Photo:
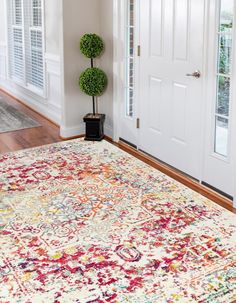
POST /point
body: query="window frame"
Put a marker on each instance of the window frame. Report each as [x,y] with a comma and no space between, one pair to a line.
[218,74]
[27,5]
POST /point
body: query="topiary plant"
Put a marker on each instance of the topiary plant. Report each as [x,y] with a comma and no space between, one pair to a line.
[91,45]
[93,81]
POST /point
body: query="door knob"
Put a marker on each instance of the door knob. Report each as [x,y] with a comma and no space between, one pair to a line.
[196,74]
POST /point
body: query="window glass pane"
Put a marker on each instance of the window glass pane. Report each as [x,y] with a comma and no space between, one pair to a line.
[225,54]
[18,12]
[226,15]
[223,96]
[130,60]
[221,136]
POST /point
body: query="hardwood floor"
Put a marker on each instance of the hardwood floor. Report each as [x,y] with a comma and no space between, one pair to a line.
[32,137]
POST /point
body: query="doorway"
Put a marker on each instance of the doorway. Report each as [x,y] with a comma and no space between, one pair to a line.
[173,82]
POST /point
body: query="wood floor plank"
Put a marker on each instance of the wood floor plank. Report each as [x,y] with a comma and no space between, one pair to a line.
[47,133]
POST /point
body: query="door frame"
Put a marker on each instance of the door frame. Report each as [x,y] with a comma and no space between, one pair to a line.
[119,77]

━━━━━━━━━━━━━━━━

What is needed is an exact reproduction of the data, pictures excluded.

Output for this task:
Photo:
POST /point
body: query="window frame"
Put a marker on each instance of the window frame. Report each as [x,y] with a comma and no space between, one pair to a line.
[218,74]
[27,5]
POST /point
body: query="topiary plant"
Put a marker on each instance of the topiary plant. Report each as [x,y] with a comma and no space between, one pair to a line.
[91,45]
[93,81]
POST /point
body: query="door knob"
Put a marker on each instance of the door knob. Report each as [x,y] with a comma and no space between, one pair to a line.
[196,74]
POST /point
body: query="window glass pane"
Put a marker on each instance of the window glass pane. Report each as [x,y] with a comma and no space between, one pair to a line.
[225,54]
[18,12]
[226,15]
[223,96]
[130,60]
[221,136]
POST /point
body: query="hardwood floor"
Put a marker on each instance of the hardwood floor. Report each as [x,y] with a comma and no space between, one pair to a line.
[32,137]
POST /point
body: query="doorway"
Put a marker on each instance of the doorway. Report each as [x,y] with a comma and no space between, one pair to a line.
[173,82]
POST /point
body: query="wood floor plank"
Put a marker on each instance of the wood floor plank. Report each as [x,y] with a comma and no space between, one pair to a line.
[47,133]
POST /point
body: query="door frame"
Put a marker on each instance of the door frame. Report each as [x,y] with a comma and no space between, one pair to a line.
[119,77]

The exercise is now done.